_EXERCISE PROMPT_
Exactly reproduce the line containing "for eye and" together with every line after it, through the end of the entries, and give nothing more.

_DATA SUPPLIED_
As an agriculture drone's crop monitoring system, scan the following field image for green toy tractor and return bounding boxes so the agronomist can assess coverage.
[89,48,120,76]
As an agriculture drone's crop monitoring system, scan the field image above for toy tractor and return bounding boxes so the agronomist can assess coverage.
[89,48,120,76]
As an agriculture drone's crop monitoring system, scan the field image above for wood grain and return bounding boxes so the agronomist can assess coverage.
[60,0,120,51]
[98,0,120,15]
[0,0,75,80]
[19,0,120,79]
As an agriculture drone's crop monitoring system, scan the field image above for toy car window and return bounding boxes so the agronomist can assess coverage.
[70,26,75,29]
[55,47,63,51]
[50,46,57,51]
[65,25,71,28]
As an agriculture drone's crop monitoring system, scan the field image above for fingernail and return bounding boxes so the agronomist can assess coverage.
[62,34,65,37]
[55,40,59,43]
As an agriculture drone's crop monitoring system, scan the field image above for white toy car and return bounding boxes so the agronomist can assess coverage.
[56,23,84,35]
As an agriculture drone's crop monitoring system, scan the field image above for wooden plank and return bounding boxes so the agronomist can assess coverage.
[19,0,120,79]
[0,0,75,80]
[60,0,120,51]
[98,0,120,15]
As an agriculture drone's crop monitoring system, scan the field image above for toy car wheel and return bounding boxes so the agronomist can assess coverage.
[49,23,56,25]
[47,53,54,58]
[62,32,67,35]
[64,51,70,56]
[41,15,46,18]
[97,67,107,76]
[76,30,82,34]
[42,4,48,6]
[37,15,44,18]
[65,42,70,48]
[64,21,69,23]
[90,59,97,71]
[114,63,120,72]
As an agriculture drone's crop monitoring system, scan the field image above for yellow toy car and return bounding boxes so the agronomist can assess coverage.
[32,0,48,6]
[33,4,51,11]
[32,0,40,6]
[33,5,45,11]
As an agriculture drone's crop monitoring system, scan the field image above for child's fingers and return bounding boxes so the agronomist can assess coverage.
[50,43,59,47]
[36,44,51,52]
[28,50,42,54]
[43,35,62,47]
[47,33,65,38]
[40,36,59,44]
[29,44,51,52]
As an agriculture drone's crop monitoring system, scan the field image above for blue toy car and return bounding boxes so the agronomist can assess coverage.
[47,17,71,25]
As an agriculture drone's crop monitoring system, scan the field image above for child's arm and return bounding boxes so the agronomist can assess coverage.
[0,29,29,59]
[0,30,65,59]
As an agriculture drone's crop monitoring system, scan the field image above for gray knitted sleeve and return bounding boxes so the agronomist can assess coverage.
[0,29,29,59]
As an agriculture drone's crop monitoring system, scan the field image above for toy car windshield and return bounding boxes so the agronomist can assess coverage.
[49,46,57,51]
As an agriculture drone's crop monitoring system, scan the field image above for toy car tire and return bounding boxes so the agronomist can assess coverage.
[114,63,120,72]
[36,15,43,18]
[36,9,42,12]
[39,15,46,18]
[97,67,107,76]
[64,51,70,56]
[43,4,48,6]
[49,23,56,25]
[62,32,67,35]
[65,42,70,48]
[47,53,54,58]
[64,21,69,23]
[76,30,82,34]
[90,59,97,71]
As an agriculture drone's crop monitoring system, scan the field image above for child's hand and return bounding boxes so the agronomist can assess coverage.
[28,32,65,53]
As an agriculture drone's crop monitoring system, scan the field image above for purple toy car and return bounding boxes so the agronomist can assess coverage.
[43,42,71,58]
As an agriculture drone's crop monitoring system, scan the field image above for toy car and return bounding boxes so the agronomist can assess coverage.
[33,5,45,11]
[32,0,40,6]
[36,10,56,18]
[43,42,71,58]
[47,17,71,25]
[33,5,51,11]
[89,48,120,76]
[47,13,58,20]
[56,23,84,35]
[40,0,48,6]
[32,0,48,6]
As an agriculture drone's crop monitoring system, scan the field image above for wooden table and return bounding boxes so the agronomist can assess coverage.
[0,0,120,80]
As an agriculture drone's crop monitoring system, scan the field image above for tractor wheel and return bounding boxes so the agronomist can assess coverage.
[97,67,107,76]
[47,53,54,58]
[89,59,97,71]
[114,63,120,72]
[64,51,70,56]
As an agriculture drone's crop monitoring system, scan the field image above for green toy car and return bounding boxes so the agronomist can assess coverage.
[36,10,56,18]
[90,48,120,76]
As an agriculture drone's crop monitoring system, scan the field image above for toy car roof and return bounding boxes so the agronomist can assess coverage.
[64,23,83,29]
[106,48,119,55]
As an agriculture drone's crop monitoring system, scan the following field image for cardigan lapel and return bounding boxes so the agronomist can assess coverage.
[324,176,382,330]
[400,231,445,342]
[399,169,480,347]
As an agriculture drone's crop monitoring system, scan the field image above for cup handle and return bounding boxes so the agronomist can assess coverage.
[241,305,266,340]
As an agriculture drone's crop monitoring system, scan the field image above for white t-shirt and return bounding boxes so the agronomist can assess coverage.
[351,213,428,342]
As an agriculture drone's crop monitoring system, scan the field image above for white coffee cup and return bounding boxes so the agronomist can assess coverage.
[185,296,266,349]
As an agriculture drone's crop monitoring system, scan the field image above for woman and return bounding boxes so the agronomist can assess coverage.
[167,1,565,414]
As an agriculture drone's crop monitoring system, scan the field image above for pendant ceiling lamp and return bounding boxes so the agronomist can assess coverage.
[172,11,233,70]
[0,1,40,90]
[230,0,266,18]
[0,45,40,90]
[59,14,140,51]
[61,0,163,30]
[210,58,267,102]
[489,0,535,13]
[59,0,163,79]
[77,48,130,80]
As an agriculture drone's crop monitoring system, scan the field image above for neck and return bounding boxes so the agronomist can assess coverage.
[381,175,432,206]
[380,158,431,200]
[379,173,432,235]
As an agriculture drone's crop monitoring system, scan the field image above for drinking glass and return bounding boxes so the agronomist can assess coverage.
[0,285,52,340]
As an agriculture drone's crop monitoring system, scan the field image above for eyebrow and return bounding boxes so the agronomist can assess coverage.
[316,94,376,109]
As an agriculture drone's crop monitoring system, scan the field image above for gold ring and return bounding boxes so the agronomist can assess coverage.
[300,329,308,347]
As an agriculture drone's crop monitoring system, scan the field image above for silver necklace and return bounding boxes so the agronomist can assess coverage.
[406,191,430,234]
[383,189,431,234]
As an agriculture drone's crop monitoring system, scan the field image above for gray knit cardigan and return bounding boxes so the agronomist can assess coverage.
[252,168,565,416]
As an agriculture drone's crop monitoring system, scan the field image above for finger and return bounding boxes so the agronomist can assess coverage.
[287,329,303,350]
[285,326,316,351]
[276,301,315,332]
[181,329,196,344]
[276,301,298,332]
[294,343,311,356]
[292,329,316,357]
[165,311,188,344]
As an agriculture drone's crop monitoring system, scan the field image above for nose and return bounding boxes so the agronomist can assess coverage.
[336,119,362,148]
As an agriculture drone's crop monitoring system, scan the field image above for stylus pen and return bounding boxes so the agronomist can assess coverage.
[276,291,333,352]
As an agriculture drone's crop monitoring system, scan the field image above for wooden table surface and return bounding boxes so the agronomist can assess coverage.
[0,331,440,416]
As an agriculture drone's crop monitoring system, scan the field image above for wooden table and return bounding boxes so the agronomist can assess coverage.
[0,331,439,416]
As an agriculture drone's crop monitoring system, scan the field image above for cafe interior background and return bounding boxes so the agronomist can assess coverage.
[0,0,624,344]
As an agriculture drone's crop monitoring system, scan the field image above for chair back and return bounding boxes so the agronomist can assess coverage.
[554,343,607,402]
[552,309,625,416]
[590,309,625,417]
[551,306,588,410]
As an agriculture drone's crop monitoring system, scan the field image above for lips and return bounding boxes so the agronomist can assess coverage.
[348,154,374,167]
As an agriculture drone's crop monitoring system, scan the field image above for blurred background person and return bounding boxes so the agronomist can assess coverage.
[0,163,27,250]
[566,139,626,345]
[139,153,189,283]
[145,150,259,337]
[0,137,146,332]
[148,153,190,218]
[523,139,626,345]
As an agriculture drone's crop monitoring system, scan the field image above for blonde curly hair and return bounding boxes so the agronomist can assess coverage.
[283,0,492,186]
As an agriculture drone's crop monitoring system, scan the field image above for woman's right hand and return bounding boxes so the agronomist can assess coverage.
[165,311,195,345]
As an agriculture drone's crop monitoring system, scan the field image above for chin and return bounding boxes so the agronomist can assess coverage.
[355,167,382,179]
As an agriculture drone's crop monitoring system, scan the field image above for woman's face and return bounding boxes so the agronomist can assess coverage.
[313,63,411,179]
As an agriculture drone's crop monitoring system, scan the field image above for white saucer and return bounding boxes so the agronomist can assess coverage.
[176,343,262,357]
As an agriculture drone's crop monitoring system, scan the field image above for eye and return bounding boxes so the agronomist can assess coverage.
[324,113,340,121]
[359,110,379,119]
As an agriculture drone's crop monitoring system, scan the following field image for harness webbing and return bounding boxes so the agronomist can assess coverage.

_ANSWER BELOW_
As an agriculture drone's crop monitoring system, scan the field image above for eye and return bounding boxes so the agronomist can assess coverage.
[324,113,340,121]
[359,110,379,119]
As an agriculture drone's crop monitoring system, scan the following field image for harness webbing and return bounding boxes so the agronomist can assess coverage.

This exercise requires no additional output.